(Record excerpts begins)
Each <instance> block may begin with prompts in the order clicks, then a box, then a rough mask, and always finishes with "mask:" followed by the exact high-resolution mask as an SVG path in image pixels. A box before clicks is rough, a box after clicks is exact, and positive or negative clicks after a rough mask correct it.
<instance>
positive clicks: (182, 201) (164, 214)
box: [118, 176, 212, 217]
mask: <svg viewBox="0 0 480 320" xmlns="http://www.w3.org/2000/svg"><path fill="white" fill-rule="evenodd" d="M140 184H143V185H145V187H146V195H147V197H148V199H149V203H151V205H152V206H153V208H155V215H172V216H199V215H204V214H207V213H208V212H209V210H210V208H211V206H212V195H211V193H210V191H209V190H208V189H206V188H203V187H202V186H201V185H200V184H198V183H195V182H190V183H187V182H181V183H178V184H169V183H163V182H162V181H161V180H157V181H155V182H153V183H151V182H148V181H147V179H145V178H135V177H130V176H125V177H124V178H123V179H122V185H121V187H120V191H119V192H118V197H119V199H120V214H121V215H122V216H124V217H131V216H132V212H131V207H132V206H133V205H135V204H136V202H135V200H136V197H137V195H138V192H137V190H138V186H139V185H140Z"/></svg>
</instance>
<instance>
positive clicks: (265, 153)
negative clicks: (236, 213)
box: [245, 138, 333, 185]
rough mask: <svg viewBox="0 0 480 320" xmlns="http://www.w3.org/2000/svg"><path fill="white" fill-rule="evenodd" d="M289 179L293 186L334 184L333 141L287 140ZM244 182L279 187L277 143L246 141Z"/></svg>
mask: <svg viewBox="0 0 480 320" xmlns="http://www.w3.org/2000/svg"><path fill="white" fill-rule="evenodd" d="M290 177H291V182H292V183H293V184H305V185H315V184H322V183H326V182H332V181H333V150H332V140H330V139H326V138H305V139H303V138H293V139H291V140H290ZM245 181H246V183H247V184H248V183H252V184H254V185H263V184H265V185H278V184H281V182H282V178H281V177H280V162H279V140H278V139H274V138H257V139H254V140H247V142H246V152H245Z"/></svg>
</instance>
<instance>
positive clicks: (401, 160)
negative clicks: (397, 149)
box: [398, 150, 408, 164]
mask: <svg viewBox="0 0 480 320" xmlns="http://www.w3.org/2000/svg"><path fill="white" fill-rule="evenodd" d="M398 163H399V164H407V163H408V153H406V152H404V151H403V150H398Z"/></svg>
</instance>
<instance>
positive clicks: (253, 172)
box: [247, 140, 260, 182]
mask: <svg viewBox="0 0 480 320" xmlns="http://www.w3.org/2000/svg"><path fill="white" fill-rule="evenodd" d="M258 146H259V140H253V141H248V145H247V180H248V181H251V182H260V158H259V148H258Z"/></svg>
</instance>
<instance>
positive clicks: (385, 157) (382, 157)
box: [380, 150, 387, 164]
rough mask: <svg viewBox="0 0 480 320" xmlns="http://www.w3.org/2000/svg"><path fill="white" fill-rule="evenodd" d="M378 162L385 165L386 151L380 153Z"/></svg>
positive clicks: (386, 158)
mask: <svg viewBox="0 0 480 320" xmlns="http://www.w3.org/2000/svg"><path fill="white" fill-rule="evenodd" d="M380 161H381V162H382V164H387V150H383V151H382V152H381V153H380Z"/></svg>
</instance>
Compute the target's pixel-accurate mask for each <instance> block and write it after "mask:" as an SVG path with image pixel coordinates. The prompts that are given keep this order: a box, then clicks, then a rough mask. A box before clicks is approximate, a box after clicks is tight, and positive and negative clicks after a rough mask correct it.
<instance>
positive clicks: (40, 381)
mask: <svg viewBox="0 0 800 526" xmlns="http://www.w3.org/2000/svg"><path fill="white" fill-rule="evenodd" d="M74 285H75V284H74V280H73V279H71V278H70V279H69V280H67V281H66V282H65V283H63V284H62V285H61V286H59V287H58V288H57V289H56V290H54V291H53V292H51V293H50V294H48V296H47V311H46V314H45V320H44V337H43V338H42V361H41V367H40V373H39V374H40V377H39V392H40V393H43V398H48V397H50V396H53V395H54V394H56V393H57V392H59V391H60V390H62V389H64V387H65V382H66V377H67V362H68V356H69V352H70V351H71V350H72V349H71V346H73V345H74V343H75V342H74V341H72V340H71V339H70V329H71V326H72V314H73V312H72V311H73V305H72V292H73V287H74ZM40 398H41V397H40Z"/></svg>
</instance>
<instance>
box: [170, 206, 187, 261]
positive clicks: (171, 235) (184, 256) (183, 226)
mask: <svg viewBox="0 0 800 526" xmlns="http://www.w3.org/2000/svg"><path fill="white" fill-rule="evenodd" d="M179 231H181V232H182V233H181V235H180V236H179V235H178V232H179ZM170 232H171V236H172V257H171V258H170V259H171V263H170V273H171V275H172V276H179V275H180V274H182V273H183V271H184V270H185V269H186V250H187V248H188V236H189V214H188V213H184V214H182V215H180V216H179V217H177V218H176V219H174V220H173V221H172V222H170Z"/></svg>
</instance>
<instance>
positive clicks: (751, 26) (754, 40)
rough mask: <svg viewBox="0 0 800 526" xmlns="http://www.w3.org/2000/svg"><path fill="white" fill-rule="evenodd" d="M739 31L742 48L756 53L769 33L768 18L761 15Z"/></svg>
(Record excerpts ends)
▸ **What is being asked**
Produce the records once again, exactly as they stand above.

▸ **Reply**
Each <instance> block may begin with prompts in the order clicks, then a box, then a rough mask, and always finishes with "mask:" followed by the exact high-resolution mask as an SVG path in image pixels. A box before clicks is rough, a box after clicks is exact, and positive or negative clicks after a rough mask correct it.
<instance>
positive clicks: (182, 201) (164, 214)
box: [118, 176, 212, 217]
mask: <svg viewBox="0 0 480 320" xmlns="http://www.w3.org/2000/svg"><path fill="white" fill-rule="evenodd" d="M140 184H143V185H145V187H146V195H147V197H148V199H149V203H151V205H152V206H153V208H155V215H172V216H199V215H204V214H207V213H208V212H209V210H210V208H211V206H212V195H211V193H210V191H209V190H208V189H206V188H203V187H202V186H201V185H200V184H198V183H195V182H190V183H187V182H181V183H178V184H169V183H163V182H162V181H161V180H157V181H155V182H153V183H151V182H148V181H147V179H145V178H135V177H130V176H125V177H124V178H123V179H122V185H121V187H120V191H119V192H118V197H119V199H120V214H121V215H122V216H124V217H131V216H132V212H131V207H132V206H133V205H135V204H136V202H135V200H136V197H137V195H138V192H137V190H138V186H139V185H140Z"/></svg>
</instance>
<instance>
positive clicks: (265, 153)
negative clicks: (236, 213)
box: [245, 138, 333, 185]
rough mask: <svg viewBox="0 0 480 320" xmlns="http://www.w3.org/2000/svg"><path fill="white" fill-rule="evenodd" d="M289 179L293 186L334 184L333 141L287 140ZM244 182L279 187L277 143L246 141Z"/></svg>
mask: <svg viewBox="0 0 480 320" xmlns="http://www.w3.org/2000/svg"><path fill="white" fill-rule="evenodd" d="M290 177H291V182H292V183H293V184H305V185H315V184H322V183H326V182H332V181H333V150H332V140H330V139H326V138H305V139H303V138H293V139H291V140H290ZM245 181H246V183H247V184H248V183H252V184H254V185H263V184H265V185H278V184H281V182H282V178H281V177H280V162H279V140H278V139H274V138H257V139H254V140H247V142H246V152H245Z"/></svg>
</instance>
<instance>
positive clicks: (401, 160)
negative clicks: (397, 149)
box: [398, 150, 408, 164]
mask: <svg viewBox="0 0 480 320" xmlns="http://www.w3.org/2000/svg"><path fill="white" fill-rule="evenodd" d="M398 163H399V164H407V163H408V153H406V152H404V151H403V150H398Z"/></svg>
</instance>
<instance>
positive clicks: (253, 172)
box: [247, 140, 260, 182]
mask: <svg viewBox="0 0 480 320" xmlns="http://www.w3.org/2000/svg"><path fill="white" fill-rule="evenodd" d="M258 146H259V140H253V141H248V145H247V180H248V181H251V182H260V158H259V148H258Z"/></svg>
</instance>
<instance>
positive clicks: (385, 157) (382, 157)
box: [380, 150, 387, 164]
rough mask: <svg viewBox="0 0 480 320" xmlns="http://www.w3.org/2000/svg"><path fill="white" fill-rule="evenodd" d="M378 162L385 165L386 151L380 153Z"/></svg>
positive clicks: (386, 158)
mask: <svg viewBox="0 0 480 320" xmlns="http://www.w3.org/2000/svg"><path fill="white" fill-rule="evenodd" d="M380 161H381V162H382V164H387V150H383V151H382V152H381V153H380Z"/></svg>
</instance>
Compute the target's pixel-accurate mask for each <instance> block and write it after "mask:" as an SVG path with image pixel coordinates. The prompts that are given keep this order: a box, then clicks, then a rough mask. A box before clicks is approximate, a box after clicks is tight, and positive and negative clicks after a rough mask correct it.
<instance>
positive clicks: (40, 381)
mask: <svg viewBox="0 0 800 526" xmlns="http://www.w3.org/2000/svg"><path fill="white" fill-rule="evenodd" d="M74 285H75V284H74V280H73V279H71V278H70V279H69V280H67V281H66V282H65V283H63V284H62V285H61V286H59V287H58V288H57V289H56V290H54V291H53V292H51V293H50V294H48V296H47V311H46V314H45V320H44V337H43V338H42V361H41V367H40V373H39V374H40V377H39V392H40V393H43V398H48V397H50V396H53V395H54V394H56V393H57V392H59V391H60V390H62V389H64V387H65V382H66V377H67V362H68V356H69V352H70V351H71V350H72V349H71V346H73V345H74V343H75V342H74V341H72V340H71V339H70V329H71V326H72V314H73V312H72V311H73V305H72V292H73V287H74ZM40 398H41V397H40Z"/></svg>
</instance>
<instance>
box: [170, 206, 187, 261]
positive clicks: (171, 235) (184, 256) (183, 226)
mask: <svg viewBox="0 0 800 526" xmlns="http://www.w3.org/2000/svg"><path fill="white" fill-rule="evenodd" d="M179 231H181V232H182V233H181V235H180V236H179V235H178V232H179ZM170 232H171V236H172V257H171V258H170V259H171V263H170V273H171V275H172V276H179V275H180V274H182V273H183V271H184V270H185V269H186V250H187V248H188V236H189V214H188V213H184V214H182V215H180V216H179V217H177V218H176V219H174V220H173V221H172V222H170Z"/></svg>
</instance>
<instance>
positive clicks: (751, 26) (754, 40)
rough mask: <svg viewBox="0 0 800 526" xmlns="http://www.w3.org/2000/svg"><path fill="white" fill-rule="evenodd" d="M739 31L742 48L756 53L769 33L768 18L761 15Z"/></svg>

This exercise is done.